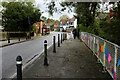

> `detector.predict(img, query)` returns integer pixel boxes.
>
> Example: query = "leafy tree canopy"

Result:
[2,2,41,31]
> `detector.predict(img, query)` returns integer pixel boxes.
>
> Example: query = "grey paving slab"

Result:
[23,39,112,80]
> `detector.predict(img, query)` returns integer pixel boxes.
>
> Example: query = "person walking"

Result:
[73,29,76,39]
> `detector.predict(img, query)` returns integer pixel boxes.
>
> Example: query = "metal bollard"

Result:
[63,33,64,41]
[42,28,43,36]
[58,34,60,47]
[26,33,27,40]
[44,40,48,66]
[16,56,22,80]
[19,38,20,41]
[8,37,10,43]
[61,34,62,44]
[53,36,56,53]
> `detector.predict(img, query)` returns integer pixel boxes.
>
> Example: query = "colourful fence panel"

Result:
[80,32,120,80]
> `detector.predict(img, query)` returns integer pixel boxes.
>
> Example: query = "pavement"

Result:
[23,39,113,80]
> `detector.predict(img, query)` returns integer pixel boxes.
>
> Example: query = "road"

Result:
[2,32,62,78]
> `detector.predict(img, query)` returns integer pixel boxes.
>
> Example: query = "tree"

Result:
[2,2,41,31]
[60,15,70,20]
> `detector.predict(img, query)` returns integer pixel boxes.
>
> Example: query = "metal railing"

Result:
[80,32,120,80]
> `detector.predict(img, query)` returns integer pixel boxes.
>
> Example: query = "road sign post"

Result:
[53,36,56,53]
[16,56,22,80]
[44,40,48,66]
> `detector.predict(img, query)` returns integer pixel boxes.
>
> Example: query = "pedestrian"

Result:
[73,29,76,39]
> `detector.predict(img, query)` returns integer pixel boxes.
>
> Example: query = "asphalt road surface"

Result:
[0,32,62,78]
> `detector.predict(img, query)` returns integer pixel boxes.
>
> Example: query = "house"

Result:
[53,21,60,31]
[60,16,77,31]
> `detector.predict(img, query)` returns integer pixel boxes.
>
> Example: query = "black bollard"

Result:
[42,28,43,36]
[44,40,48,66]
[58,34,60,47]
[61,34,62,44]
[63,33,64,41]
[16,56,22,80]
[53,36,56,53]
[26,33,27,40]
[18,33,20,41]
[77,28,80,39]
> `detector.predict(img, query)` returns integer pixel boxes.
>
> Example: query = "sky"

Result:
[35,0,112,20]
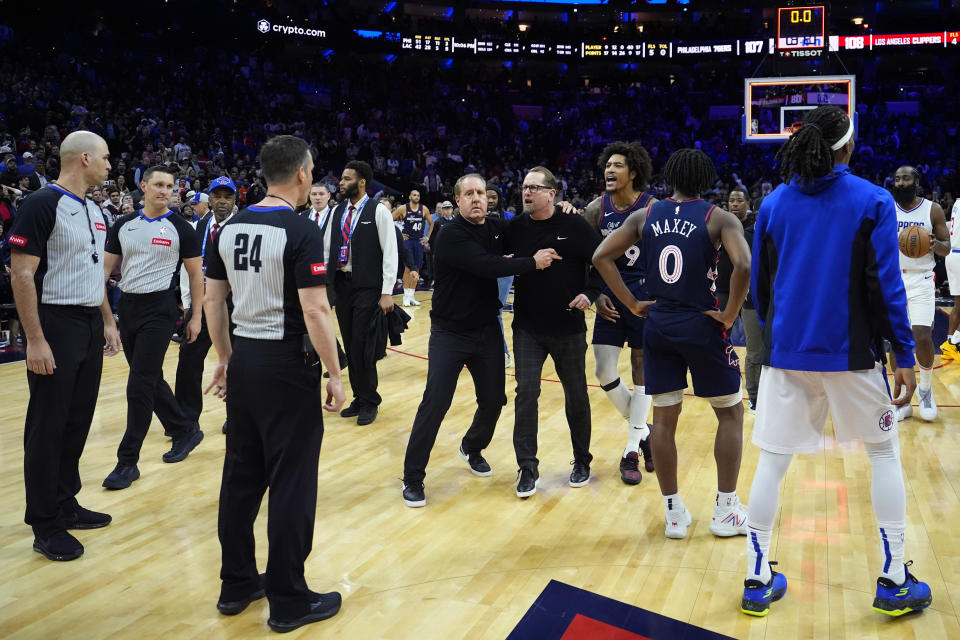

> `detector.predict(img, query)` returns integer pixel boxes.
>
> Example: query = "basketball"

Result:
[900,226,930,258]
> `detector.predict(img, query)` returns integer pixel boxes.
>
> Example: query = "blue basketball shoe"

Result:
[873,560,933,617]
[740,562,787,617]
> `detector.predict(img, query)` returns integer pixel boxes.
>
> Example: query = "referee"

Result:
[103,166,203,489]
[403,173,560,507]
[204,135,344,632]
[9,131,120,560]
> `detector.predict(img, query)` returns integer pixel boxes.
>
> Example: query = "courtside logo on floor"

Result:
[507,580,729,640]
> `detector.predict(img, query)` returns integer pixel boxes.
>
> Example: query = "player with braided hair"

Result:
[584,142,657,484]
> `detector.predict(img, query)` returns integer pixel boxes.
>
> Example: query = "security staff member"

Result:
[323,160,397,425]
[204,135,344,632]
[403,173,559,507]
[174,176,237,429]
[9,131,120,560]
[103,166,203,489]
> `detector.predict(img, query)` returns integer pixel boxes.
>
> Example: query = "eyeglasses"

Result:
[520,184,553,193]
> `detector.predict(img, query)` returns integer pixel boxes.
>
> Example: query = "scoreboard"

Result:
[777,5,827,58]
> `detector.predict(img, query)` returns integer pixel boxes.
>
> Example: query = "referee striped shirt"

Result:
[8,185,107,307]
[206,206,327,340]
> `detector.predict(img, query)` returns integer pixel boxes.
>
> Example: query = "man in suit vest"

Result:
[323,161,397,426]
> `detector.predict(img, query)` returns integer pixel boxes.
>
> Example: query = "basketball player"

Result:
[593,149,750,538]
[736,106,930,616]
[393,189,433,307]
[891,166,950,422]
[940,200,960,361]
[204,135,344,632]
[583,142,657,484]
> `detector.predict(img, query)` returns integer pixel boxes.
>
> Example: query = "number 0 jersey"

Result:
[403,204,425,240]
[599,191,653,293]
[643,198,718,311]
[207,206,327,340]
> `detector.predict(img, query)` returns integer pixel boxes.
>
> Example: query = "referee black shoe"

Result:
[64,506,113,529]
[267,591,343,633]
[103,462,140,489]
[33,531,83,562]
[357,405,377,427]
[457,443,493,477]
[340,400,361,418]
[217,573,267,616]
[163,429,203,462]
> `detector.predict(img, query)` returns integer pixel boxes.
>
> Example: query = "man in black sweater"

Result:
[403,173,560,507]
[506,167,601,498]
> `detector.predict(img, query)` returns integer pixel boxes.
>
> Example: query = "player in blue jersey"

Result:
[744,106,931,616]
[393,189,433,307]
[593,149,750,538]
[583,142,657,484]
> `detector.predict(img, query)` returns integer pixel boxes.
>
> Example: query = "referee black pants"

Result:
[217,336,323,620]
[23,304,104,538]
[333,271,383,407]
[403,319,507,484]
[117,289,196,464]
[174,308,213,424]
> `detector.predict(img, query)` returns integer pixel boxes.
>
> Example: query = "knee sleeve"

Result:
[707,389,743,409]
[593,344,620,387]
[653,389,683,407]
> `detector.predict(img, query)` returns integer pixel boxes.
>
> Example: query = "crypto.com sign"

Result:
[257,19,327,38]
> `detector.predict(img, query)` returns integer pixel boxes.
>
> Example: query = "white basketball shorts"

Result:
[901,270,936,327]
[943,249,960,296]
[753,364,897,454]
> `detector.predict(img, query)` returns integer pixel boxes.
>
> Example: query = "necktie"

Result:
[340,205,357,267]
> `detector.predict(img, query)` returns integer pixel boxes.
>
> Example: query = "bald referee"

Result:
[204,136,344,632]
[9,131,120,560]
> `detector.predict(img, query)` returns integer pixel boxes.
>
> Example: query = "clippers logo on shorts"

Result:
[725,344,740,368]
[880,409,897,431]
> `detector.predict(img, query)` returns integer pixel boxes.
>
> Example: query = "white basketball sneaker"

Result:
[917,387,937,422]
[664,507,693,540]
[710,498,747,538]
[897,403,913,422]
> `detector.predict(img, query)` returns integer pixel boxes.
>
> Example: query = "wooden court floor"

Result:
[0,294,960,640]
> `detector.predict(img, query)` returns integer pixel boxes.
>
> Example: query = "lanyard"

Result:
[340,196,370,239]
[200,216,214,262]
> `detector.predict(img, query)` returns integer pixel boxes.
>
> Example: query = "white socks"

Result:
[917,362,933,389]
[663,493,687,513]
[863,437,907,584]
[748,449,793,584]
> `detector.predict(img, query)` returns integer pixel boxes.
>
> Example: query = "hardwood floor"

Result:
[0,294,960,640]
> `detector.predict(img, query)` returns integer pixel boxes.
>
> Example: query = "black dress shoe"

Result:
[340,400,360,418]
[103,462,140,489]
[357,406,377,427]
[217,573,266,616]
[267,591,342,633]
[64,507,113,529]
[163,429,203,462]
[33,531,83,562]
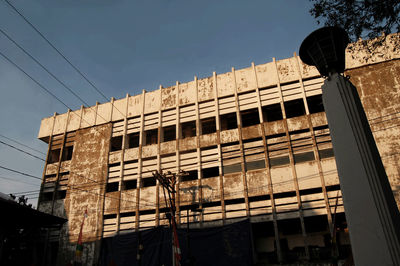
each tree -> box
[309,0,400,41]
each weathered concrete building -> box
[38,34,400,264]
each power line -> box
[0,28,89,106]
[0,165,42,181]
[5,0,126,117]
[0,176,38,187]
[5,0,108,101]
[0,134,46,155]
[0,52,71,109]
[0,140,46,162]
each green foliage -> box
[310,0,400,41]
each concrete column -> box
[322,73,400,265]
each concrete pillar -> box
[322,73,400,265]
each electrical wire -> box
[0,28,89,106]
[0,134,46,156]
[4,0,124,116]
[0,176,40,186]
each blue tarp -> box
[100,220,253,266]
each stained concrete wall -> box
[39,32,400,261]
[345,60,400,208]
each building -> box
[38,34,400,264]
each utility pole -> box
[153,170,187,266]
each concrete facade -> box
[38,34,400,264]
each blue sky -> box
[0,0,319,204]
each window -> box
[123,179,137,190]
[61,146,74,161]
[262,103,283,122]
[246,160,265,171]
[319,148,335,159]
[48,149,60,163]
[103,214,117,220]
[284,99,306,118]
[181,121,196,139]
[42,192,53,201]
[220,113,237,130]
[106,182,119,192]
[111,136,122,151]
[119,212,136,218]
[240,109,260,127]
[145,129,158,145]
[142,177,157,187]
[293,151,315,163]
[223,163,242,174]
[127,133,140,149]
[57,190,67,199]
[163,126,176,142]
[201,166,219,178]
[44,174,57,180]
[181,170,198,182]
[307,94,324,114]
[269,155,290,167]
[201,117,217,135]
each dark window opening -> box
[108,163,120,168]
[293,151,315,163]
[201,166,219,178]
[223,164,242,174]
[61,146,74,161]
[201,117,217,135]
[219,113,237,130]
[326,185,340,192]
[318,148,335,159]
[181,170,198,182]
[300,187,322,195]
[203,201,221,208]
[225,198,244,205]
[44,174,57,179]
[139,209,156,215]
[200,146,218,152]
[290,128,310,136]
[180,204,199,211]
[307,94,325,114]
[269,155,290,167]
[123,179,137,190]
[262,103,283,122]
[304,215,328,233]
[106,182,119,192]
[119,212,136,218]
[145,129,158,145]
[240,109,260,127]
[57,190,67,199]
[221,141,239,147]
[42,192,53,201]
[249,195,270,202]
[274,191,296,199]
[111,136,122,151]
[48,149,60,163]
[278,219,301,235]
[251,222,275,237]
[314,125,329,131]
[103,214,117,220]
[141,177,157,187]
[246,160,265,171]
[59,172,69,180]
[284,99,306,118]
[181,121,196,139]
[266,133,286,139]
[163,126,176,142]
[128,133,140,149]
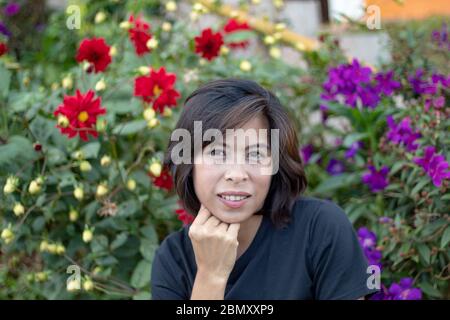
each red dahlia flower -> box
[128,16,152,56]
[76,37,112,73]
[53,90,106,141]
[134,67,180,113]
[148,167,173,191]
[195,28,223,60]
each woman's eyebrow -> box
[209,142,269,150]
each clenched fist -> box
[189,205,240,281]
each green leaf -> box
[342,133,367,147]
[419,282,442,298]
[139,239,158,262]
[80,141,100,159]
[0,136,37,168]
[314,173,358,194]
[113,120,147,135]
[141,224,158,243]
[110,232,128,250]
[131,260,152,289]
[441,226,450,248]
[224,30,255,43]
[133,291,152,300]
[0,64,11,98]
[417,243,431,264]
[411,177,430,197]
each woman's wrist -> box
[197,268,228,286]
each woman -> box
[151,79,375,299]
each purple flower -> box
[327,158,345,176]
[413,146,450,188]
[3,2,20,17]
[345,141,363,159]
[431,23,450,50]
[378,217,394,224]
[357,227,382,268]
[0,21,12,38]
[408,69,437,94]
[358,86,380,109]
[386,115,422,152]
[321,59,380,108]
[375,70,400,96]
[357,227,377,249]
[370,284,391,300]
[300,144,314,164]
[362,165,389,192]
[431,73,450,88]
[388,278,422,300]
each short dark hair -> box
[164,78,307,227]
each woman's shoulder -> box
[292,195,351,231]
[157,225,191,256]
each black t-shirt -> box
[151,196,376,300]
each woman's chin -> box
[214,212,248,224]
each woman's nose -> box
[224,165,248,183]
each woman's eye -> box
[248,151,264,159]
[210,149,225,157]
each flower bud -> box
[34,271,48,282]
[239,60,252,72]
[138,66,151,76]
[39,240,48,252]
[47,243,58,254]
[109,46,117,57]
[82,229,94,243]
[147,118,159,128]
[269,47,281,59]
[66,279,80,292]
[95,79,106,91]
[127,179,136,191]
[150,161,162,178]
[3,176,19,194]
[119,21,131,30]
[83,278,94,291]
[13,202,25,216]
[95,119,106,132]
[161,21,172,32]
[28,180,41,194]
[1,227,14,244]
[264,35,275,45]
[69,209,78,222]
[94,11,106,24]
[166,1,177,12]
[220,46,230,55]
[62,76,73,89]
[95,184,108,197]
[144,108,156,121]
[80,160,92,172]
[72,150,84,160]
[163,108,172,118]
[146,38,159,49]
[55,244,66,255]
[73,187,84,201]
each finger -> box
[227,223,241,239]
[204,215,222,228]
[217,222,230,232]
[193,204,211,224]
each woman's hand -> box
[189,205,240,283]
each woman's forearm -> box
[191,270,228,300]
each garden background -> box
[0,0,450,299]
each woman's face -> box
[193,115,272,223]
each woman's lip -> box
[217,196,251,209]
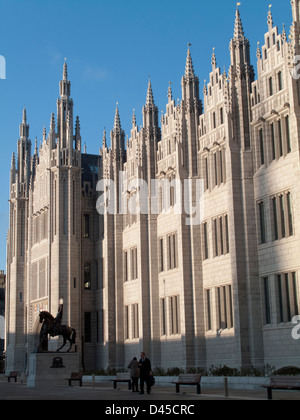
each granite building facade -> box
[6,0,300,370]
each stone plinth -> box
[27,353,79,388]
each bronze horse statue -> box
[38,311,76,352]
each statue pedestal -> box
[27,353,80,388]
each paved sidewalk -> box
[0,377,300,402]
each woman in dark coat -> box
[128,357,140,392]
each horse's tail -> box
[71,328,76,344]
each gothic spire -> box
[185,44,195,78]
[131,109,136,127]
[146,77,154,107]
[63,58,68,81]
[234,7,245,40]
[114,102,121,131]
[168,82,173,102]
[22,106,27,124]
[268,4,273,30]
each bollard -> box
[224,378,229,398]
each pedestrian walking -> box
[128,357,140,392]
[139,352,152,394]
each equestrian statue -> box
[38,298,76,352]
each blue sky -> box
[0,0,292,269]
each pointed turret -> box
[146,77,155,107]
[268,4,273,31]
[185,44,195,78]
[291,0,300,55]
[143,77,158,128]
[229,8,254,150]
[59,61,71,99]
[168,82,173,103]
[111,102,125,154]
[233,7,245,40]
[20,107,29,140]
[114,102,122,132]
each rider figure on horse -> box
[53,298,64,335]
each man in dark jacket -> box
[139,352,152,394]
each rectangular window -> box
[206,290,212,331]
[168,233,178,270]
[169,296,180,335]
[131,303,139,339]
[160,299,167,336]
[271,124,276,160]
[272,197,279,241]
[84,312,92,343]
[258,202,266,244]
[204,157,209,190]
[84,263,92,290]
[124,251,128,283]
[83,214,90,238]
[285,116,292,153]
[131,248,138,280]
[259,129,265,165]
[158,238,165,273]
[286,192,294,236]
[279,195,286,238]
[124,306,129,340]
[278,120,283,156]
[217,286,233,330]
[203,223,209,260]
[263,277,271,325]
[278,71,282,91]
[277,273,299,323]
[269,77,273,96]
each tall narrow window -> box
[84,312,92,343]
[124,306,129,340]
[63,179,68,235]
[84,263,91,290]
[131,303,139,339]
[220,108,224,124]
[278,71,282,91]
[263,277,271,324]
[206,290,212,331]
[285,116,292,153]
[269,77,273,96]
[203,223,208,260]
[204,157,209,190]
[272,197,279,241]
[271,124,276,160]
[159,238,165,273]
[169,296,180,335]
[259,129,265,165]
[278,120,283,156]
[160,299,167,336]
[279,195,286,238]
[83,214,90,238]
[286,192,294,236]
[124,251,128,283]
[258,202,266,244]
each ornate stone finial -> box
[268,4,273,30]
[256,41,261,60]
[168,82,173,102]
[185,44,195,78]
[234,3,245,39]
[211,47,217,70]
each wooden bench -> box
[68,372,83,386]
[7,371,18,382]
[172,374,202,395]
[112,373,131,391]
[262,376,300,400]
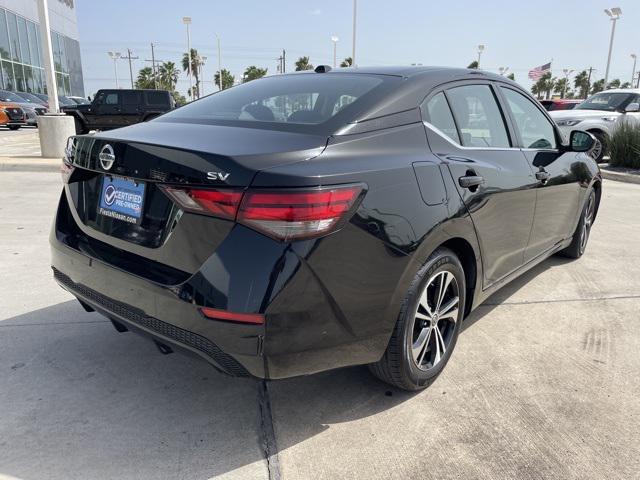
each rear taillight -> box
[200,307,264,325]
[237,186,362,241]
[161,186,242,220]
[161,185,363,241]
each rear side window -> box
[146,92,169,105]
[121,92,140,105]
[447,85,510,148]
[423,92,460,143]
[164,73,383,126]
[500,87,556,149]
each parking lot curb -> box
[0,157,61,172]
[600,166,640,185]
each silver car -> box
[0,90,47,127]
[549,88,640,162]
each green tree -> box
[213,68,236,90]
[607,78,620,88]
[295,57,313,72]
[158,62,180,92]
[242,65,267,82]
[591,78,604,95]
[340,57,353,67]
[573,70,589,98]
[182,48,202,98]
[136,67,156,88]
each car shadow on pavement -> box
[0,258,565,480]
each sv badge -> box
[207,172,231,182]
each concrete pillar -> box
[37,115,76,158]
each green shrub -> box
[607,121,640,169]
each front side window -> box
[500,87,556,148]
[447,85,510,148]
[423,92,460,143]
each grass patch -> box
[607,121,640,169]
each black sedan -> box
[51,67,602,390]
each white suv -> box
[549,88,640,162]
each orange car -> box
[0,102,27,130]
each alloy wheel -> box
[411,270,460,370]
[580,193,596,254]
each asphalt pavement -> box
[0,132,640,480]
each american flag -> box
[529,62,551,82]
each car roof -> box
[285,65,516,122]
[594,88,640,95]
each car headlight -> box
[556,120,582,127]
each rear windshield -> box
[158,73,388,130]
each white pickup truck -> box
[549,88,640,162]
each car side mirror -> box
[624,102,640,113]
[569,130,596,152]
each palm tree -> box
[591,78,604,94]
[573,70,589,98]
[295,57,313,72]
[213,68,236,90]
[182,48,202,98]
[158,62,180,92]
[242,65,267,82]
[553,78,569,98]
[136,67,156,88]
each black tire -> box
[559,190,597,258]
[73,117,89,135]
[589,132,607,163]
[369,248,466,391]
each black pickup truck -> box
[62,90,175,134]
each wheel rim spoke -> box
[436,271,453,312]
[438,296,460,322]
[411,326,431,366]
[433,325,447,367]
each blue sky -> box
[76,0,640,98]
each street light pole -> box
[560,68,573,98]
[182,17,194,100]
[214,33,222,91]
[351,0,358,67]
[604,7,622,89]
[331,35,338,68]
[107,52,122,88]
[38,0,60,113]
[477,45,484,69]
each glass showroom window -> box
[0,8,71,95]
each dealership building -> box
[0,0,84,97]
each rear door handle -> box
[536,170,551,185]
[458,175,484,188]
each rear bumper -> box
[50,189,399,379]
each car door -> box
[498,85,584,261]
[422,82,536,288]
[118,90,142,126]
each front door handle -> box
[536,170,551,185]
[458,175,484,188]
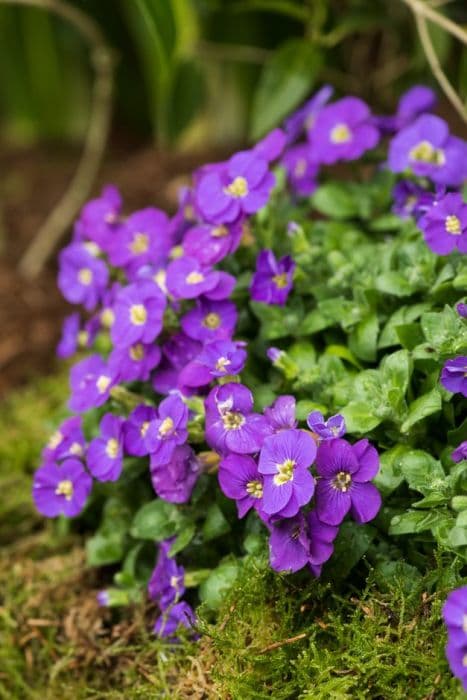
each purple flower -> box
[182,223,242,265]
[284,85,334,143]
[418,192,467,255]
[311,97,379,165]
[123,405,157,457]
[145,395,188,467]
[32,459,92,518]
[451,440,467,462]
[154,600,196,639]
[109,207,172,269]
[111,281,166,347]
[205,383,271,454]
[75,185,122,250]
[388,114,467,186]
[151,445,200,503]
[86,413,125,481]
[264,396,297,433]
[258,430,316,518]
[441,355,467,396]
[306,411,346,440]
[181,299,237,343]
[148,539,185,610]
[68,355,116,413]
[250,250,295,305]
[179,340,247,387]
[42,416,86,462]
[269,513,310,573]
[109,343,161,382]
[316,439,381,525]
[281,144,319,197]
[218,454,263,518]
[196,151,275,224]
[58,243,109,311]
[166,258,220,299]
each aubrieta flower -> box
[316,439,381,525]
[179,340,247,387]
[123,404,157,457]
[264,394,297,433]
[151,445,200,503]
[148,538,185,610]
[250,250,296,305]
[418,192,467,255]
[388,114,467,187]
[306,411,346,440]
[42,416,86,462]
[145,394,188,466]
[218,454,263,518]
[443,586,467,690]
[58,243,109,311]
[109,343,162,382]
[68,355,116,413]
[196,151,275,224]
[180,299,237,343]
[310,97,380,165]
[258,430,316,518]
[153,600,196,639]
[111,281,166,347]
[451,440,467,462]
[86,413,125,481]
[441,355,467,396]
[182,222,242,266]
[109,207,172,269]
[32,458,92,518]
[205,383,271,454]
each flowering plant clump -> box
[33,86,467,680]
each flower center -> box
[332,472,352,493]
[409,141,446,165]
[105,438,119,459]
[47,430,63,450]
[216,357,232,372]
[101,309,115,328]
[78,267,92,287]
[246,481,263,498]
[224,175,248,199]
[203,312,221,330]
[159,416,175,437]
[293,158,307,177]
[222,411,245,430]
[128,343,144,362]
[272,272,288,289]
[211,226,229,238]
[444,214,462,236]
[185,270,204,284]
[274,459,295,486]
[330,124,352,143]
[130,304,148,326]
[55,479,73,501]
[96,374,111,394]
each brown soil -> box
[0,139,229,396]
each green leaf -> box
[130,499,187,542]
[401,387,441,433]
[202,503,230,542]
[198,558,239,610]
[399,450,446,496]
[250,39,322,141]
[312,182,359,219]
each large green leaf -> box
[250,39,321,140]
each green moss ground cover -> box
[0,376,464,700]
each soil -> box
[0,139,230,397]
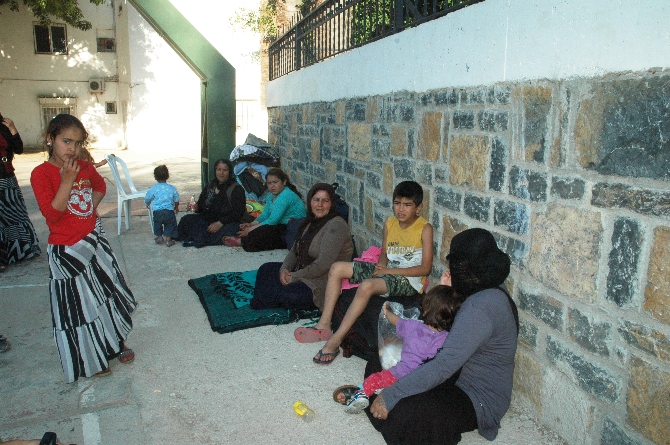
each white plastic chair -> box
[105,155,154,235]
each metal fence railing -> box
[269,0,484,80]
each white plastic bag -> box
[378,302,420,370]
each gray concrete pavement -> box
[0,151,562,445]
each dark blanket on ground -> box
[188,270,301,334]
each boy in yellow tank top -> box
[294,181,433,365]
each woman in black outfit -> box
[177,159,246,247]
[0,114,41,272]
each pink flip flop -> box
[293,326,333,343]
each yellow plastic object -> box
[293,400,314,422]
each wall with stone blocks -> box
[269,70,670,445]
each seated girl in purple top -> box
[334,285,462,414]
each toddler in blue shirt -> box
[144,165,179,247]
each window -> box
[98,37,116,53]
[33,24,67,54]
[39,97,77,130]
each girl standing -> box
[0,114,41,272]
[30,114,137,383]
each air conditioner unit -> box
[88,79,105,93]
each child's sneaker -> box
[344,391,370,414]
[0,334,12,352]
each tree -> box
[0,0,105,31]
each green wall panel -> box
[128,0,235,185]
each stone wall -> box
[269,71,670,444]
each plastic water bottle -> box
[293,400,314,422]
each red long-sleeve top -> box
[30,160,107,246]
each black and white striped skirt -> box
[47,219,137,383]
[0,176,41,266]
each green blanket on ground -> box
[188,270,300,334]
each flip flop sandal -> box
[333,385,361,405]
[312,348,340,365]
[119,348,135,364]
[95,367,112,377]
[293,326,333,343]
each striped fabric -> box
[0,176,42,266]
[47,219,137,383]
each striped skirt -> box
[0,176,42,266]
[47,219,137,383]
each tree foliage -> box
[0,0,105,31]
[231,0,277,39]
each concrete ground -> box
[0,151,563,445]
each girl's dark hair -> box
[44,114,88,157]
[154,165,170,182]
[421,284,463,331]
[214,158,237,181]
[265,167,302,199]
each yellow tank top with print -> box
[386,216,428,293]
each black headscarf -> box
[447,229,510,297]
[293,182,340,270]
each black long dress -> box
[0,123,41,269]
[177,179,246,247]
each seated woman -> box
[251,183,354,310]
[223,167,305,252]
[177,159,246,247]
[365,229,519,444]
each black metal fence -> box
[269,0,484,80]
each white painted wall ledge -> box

┄┄┄┄┄┄┄┄┄┄

Write out the stretch of the records from their first line through the line containing "[0,32,62,78]", including both ends, word for word. Leave the pictures out.

> `detector.predict(img, query)` returns integer pixel boxes.
>
> Example: query = "leafy tree canopy"

Result:
[2,2,41,31]
> `detector.predict(img, query)` returns integer pixel boxes.
>
> Example: query = "grey paving slab"

Result:
[23,39,112,80]
> `detector.predict(img, query)` returns integer pixel boxes.
>
> Example: query = "person walking"

Result:
[73,29,76,39]
> `detector.predict(img, query)` returns integer pixel boxes.
>
> Example: query = "metal bollard"

Result:
[63,33,64,41]
[42,28,43,36]
[58,34,60,47]
[26,33,27,40]
[44,40,48,66]
[16,56,22,80]
[19,38,20,41]
[8,37,10,43]
[61,34,62,44]
[53,36,56,53]
> `detector.predict(img, query)` returns integer pixel boxes.
>
> Example: query = "colourful fence panel"

Result:
[80,32,120,80]
> `detector.predict(img, query)` returns integer pixel boxes.
>
> Example: query = "pavement"

Result:
[23,39,113,80]
> `detector.predict(img, query)` returns integer pixel boxes.
>
> Example: query = "road"

Result:
[2,32,62,78]
> `detector.predict(img, query)` returns integer pixel boxes.
>
> Example: query = "tree"

Result:
[2,2,41,31]
[60,15,70,20]
> `detector.predict(img, query)` returns integer pixel boxes.
>
> Example: query = "metal railing"

Result:
[80,32,120,80]
> `detector.predict(img, query)` returns integer pixel boxes.
>
> Example: query = "road sign post"

Result:
[53,36,56,53]
[16,56,22,80]
[44,40,48,66]
> `detector.predict(img, query)` returns integer pixel boxes.
>
> Example: query = "pedestrian"

Result:
[73,29,76,39]
> `detector.predict(img, query)` returns integer pixel boxes.
>
> Example: query = "asphalt road surface"

Result:
[0,32,62,78]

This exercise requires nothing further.